Collected data:
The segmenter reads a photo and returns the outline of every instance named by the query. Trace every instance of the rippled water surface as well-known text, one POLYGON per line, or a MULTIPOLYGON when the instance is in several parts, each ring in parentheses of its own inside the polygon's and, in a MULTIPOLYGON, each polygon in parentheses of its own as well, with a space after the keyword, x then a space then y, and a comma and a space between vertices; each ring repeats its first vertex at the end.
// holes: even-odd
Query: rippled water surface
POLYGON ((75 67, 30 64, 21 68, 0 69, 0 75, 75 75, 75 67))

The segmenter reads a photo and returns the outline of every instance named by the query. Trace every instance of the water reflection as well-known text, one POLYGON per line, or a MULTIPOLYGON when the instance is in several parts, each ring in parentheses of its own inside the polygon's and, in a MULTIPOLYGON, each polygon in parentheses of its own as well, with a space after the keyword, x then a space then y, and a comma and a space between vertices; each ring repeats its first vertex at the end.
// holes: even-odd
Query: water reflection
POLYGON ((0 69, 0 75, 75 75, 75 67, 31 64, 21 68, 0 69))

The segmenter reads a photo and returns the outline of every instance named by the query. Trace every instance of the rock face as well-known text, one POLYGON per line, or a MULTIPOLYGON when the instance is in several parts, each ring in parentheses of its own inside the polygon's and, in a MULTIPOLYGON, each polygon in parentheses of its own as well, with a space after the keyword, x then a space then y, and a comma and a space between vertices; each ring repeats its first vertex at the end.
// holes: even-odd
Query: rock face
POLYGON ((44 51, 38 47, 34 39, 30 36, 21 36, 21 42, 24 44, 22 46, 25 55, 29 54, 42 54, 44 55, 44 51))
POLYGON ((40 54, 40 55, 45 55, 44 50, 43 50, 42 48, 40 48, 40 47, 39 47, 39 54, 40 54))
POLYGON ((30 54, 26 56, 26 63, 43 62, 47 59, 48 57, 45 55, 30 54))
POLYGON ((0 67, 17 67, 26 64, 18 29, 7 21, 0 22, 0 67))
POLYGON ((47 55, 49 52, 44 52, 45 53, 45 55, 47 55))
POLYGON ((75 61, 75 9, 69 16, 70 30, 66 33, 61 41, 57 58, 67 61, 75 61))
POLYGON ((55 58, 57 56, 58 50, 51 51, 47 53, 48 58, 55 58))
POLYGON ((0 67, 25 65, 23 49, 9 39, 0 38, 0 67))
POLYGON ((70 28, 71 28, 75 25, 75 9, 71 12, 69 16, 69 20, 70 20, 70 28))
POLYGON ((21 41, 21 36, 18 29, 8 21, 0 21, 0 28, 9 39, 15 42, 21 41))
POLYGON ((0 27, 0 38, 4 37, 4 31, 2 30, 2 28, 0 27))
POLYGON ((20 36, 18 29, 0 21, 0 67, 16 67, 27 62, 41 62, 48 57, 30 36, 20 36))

Problem statement:
Word for word, give the records again.

Answer box:
The segmenter reads a photo and returns the outline of every instance named by the query. Trace every instance of the rippled water surface as well-known text, one POLYGON per line, or a MULTIPOLYGON when the instance is in several parts, each ring in parentheses of its own inside the polygon's and, in a MULTIPOLYGON, each polygon in parentheses of its own as well, with a space after the keyword, x then a space then y, and a comma and a space between vertices; each ring repeats its first vertex at the end.
// holes: even-odd
Query: rippled water surface
POLYGON ((75 67, 30 64, 21 68, 0 69, 0 75, 75 75, 75 67))

The segmenter reads a photo and returns the outline of every instance named by the query. Trace every instance of the water reflection as well-known text, one POLYGON per line, or a MULTIPOLYGON when the instance is in several parts, each ring in parentheses of its own inside the polygon's and, in a MULTIPOLYGON, each polygon in parentheses of its own as well, with a space after the keyword, x then a space then y, and a comma and a space between vertices; each ring repeats its first vertex at the end.
// holes: even-odd
Query: water reflection
POLYGON ((0 69, 0 75, 75 75, 75 67, 31 64, 21 68, 0 69))

The segmenter reads a photo and returns the outline of every instance named by the query. Trace every instance of the rock face as well-known text, one POLYGON per line, or a MULTIPOLYGON when the instance is in several parts, each ring in parentheses of its own inside the polygon's and, in a MULTIPOLYGON, each polygon in parentheses of its own as well, with a space after the keyword, x then a space then y, and a comma and a space between vertices; each ring repeats its first vertex at the end.
// holes: even-odd
Query: rock face
POLYGON ((44 51, 38 47, 34 39, 30 36, 21 36, 21 42, 24 44, 22 46, 25 55, 29 54, 42 54, 44 55, 44 51))
POLYGON ((40 54, 40 55, 45 55, 44 50, 43 50, 42 48, 40 48, 40 47, 39 47, 39 54, 40 54))
POLYGON ((30 54, 26 56, 26 63, 43 62, 47 59, 48 57, 45 55, 30 54))
POLYGON ((0 67, 17 67, 26 64, 18 29, 7 21, 0 22, 0 67))
POLYGON ((47 55, 49 52, 44 52, 45 53, 45 55, 47 55))
POLYGON ((75 61, 75 9, 69 16, 70 30, 66 33, 61 41, 57 58, 67 61, 75 61))
POLYGON ((55 58, 57 56, 58 50, 51 51, 47 53, 48 58, 55 58))
POLYGON ((0 67, 25 65, 23 49, 9 39, 0 38, 0 67))
POLYGON ((70 28, 71 28, 75 25, 75 9, 71 12, 69 16, 69 20, 70 20, 70 28))
POLYGON ((21 41, 21 36, 18 29, 8 21, 0 21, 0 28, 9 39, 15 42, 21 41))
POLYGON ((0 27, 0 38, 4 37, 4 31, 2 30, 2 28, 0 27))
POLYGON ((20 36, 18 29, 0 21, 0 67, 16 67, 27 62, 41 62, 48 57, 30 36, 20 36))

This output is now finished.